* start Material *

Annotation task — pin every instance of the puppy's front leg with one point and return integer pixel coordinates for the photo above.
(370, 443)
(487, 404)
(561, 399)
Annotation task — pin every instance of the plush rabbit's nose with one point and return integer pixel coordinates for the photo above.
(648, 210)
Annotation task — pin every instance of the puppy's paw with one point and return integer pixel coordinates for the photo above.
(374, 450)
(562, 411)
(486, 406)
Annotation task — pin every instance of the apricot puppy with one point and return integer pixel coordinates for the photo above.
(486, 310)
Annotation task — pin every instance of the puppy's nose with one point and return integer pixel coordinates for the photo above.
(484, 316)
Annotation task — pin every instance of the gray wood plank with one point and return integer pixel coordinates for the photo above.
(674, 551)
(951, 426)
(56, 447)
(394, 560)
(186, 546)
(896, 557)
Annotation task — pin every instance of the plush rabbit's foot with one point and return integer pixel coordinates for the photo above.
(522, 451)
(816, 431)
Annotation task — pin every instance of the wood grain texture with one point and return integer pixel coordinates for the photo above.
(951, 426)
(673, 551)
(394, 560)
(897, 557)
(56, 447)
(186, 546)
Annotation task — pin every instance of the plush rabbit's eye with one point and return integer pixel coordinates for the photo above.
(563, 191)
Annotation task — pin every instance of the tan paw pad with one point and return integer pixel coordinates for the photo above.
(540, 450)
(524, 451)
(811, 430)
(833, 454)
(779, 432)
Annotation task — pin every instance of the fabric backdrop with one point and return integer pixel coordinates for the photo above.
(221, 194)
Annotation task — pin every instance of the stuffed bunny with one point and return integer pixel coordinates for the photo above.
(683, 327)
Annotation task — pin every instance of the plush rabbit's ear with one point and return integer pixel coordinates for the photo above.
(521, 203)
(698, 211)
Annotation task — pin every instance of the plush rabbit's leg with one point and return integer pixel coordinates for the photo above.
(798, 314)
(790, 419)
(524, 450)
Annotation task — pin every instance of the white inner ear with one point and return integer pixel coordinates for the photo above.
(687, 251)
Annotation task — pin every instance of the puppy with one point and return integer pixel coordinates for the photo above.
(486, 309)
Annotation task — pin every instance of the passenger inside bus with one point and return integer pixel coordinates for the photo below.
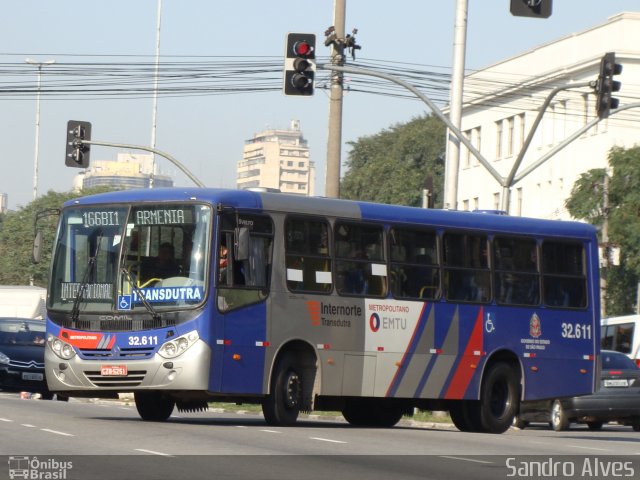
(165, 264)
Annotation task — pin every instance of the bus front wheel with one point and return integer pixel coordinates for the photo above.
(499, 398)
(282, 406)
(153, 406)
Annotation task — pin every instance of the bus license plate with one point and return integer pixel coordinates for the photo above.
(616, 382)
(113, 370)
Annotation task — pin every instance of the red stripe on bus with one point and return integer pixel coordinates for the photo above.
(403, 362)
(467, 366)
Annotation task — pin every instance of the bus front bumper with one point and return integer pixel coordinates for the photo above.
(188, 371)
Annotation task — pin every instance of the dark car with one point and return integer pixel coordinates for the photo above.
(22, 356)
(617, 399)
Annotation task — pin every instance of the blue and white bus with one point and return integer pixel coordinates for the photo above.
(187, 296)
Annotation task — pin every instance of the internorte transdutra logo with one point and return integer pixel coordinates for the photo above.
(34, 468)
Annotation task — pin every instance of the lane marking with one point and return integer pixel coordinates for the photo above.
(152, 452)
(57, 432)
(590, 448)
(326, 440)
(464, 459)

* end Material *
* start Material *

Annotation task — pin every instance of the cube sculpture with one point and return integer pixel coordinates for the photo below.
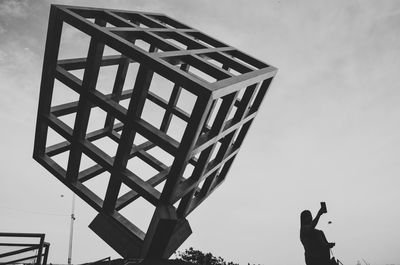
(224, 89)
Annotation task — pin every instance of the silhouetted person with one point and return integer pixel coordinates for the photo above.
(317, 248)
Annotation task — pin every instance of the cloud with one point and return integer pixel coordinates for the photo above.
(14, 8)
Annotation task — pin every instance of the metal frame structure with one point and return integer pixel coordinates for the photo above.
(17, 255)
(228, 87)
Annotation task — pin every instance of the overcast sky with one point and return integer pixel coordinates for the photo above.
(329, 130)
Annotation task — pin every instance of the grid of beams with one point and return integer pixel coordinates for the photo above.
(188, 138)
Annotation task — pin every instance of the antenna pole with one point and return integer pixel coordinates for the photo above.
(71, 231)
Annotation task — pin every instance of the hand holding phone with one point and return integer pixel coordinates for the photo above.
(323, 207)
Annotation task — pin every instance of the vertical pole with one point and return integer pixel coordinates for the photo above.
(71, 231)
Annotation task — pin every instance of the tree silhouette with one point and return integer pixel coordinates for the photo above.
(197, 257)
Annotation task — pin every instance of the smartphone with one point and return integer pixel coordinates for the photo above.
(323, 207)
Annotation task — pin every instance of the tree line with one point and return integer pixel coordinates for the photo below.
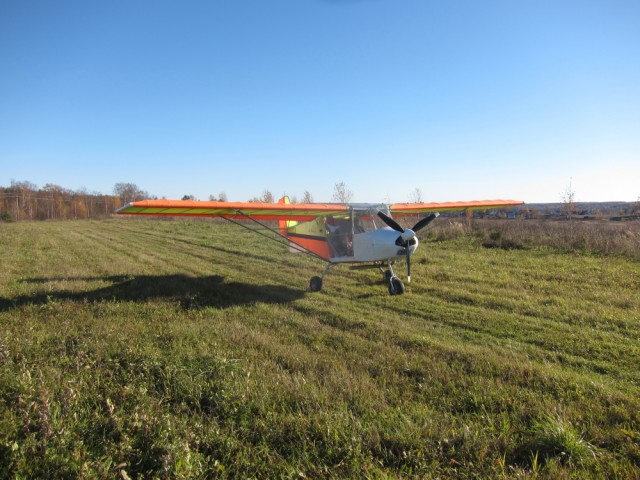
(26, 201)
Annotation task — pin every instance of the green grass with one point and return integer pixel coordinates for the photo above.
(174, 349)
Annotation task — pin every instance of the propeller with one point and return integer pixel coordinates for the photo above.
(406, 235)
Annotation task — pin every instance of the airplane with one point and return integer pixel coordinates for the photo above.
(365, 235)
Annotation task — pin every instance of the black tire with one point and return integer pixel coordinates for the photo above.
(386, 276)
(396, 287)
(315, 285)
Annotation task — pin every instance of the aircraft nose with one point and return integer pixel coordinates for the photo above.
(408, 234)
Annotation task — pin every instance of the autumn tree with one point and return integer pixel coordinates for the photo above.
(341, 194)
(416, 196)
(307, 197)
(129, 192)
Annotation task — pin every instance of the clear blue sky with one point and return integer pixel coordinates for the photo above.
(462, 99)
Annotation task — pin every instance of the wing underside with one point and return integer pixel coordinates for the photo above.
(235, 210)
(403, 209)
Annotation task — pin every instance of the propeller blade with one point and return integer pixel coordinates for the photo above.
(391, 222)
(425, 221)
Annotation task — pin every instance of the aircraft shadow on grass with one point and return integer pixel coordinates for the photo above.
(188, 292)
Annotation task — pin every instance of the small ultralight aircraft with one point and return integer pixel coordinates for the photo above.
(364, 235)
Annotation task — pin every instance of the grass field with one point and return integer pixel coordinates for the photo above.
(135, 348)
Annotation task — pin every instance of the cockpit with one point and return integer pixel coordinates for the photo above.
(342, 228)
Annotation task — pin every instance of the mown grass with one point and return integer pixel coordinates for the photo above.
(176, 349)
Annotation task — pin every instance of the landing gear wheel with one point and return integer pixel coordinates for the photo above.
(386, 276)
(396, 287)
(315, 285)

* end Material *
* start Material *

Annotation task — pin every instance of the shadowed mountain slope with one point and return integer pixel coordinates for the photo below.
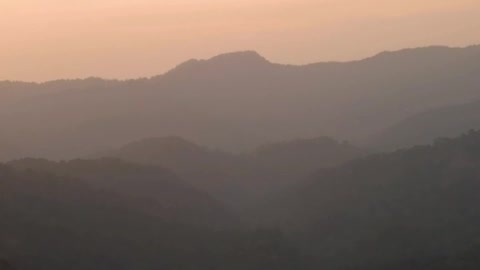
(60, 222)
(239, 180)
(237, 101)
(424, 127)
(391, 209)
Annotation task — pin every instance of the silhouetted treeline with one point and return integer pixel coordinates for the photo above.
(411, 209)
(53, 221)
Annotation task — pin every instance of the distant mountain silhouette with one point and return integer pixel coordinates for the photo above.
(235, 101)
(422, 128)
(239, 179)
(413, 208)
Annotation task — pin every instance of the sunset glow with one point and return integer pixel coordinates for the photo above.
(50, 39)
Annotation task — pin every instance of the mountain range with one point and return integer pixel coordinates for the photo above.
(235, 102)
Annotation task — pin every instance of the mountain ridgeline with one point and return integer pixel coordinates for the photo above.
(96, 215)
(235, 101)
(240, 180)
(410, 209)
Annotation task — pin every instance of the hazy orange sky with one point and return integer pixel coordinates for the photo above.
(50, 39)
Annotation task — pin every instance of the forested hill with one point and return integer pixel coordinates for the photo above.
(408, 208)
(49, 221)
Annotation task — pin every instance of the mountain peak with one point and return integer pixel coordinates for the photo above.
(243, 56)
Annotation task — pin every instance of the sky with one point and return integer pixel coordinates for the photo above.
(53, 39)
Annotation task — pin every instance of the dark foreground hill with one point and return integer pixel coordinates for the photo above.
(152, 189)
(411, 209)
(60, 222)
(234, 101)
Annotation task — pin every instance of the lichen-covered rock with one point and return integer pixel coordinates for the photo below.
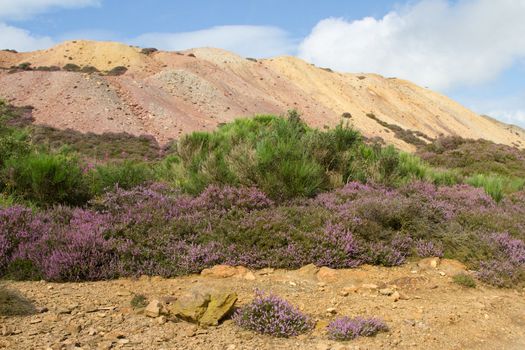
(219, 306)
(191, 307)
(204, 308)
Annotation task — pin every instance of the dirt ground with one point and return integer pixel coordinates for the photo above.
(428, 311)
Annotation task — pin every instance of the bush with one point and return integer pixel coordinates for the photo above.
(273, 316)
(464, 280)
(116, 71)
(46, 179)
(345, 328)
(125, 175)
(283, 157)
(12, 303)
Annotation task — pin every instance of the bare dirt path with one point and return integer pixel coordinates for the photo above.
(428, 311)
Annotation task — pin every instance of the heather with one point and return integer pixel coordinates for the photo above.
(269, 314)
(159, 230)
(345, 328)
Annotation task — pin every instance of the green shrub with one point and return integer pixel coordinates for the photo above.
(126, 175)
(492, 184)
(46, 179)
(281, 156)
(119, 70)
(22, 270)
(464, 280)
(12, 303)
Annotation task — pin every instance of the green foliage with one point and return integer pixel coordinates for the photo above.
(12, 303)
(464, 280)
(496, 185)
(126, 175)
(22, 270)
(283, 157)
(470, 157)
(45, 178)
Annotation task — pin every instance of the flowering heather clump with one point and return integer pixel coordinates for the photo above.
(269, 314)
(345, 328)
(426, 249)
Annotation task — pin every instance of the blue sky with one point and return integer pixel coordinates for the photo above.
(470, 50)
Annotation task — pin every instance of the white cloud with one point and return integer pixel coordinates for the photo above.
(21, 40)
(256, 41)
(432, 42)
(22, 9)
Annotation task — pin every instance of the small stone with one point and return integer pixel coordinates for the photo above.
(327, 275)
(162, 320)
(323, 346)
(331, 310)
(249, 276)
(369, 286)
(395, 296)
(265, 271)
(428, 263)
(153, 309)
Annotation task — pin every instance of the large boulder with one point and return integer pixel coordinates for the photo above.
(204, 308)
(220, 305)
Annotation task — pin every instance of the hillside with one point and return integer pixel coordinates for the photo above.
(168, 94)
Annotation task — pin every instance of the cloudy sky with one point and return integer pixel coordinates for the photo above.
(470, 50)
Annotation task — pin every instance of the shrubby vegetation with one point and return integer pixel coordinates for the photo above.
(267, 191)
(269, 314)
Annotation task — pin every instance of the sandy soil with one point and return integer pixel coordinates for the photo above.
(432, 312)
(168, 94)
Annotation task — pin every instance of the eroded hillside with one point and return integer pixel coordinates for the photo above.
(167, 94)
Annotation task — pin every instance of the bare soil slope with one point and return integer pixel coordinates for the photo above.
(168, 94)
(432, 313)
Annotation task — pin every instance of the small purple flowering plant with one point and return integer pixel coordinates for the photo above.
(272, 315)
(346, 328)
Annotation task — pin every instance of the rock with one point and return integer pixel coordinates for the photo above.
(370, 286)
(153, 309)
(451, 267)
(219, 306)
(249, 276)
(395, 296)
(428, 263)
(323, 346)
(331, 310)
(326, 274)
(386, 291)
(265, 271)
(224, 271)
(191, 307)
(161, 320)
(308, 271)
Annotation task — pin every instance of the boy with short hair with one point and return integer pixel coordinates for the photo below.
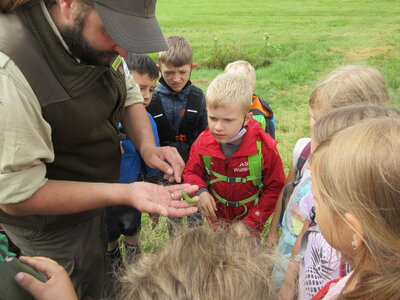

* end Material *

### Request:
Find each line in the records above that contains the string "nose", and copy those lines out in full. Matching is case-sensitive.

### Task result:
Annotation task — pin every instance of the plush rabbit's nose with one point and return integer pixel coordinates for the photo above.
Annotation task — pin every instance of the puppy's nose with one point and return integer pixel coordinates for the photo above.
Annotation task — pin every instance of the aircraft nose with one point and return integer pixel coordinates for the photo above.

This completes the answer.